# EXERCISE OBJECTIVE
How many lines in the records below contain the word "clicks"? Reply with the number alone.

# STORED DATA
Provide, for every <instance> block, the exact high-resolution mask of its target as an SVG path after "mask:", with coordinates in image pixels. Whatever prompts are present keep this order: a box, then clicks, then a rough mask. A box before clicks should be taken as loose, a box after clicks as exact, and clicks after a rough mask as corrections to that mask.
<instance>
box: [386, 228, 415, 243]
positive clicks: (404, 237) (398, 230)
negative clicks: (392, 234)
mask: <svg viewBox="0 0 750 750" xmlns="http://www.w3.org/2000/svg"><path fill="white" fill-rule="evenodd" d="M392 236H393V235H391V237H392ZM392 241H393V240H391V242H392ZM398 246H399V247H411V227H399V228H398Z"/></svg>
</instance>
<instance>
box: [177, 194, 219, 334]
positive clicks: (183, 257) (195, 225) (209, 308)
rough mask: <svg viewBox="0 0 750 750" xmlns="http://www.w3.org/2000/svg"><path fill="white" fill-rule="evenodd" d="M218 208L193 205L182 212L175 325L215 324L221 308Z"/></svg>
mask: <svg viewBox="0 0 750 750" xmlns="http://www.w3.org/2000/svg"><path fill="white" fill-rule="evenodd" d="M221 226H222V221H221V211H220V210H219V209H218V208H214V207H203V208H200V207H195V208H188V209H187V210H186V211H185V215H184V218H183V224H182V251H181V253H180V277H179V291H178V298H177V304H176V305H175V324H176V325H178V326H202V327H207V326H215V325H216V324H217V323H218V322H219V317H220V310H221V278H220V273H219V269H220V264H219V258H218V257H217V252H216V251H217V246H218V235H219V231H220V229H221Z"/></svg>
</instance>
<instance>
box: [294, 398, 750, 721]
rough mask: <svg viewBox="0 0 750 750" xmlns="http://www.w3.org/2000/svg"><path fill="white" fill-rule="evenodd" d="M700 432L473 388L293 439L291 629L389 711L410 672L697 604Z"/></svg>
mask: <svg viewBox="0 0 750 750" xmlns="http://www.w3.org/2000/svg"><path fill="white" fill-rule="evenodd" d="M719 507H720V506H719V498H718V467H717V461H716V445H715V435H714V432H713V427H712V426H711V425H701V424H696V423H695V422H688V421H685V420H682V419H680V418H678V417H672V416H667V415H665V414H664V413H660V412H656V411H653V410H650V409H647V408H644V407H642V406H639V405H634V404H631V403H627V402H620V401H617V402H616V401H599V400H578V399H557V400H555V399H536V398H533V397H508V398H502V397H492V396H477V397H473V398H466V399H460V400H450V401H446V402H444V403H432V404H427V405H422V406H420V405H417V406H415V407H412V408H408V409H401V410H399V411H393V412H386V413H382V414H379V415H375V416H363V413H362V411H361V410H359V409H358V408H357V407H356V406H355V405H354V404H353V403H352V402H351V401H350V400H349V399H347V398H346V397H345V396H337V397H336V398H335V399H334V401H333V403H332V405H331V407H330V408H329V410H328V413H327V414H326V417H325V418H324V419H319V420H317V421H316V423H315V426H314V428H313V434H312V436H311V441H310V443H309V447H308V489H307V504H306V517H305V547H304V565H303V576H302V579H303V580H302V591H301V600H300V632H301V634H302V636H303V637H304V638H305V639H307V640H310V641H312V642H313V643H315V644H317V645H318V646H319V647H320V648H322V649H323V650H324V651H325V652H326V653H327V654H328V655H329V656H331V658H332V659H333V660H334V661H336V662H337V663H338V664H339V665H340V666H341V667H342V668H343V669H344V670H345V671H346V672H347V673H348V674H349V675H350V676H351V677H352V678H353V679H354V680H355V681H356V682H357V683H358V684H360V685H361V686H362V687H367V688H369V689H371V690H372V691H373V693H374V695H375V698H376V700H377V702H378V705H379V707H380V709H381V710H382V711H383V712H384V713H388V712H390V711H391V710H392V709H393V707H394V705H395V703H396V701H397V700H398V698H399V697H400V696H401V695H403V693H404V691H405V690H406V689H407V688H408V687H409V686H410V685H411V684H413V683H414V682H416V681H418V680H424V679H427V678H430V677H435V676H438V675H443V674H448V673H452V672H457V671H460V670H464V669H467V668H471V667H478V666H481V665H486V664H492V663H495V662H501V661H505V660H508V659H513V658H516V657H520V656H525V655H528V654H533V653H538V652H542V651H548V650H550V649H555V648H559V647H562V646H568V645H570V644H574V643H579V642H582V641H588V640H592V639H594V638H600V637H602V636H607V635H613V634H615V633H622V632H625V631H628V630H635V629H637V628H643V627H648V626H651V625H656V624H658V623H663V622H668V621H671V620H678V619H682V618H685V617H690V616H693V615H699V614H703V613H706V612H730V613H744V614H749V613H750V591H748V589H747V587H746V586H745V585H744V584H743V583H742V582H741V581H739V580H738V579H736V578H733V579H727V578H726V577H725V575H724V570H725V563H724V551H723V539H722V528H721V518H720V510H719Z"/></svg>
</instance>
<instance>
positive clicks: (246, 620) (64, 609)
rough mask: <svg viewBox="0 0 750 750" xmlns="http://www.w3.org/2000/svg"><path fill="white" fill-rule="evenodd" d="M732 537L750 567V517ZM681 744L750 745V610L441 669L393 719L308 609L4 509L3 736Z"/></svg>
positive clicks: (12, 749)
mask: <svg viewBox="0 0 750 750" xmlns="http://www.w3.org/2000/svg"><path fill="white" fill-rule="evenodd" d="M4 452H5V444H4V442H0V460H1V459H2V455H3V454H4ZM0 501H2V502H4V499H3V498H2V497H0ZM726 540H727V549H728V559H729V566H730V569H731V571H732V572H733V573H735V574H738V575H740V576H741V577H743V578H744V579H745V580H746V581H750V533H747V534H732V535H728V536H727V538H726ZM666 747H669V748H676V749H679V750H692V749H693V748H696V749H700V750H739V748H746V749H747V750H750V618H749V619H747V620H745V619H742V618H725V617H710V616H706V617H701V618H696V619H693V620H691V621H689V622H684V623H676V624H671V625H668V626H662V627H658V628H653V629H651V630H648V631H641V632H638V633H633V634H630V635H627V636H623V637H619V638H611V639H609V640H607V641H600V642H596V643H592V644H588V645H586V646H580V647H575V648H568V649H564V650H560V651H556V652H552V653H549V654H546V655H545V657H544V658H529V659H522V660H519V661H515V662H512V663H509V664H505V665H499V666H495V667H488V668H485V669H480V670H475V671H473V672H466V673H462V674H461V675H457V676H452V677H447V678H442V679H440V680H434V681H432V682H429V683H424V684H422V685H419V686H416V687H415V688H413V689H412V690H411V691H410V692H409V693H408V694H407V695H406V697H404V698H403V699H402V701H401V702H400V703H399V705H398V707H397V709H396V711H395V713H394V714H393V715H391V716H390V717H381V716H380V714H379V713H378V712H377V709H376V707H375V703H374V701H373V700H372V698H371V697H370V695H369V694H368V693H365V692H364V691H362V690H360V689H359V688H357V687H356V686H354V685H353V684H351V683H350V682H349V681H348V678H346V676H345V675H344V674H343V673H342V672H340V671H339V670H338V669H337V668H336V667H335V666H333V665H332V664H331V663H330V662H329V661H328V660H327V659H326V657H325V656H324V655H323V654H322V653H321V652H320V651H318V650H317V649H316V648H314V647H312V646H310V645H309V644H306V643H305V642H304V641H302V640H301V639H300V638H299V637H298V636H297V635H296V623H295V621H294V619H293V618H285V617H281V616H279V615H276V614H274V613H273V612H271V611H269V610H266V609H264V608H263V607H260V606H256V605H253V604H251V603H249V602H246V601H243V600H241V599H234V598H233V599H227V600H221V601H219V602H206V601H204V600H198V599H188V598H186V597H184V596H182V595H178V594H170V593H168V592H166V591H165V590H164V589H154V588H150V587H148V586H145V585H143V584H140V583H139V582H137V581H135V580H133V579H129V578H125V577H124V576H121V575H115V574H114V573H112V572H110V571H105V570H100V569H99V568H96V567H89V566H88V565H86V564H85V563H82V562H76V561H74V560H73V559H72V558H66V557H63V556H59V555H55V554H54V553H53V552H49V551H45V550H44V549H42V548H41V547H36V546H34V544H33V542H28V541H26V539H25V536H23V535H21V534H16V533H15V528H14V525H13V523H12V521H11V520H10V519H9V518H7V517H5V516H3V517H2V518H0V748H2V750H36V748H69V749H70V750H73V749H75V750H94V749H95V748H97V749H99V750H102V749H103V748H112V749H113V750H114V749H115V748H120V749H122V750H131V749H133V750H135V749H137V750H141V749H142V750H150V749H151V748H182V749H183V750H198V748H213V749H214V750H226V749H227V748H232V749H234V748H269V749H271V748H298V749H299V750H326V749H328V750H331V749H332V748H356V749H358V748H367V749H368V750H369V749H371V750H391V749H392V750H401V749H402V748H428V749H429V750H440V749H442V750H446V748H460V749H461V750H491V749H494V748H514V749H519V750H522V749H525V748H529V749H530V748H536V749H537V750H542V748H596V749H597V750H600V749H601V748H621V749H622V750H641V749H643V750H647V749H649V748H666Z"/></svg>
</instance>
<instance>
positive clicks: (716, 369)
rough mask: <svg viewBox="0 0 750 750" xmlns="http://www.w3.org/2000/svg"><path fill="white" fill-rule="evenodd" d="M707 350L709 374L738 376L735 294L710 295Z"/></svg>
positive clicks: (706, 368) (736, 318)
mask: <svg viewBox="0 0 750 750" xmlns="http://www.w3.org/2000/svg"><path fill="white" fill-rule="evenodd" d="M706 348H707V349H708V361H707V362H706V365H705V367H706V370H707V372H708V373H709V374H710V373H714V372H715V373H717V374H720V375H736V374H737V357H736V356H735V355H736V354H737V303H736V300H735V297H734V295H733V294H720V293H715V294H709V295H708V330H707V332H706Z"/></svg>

# TASK RESPONSE
8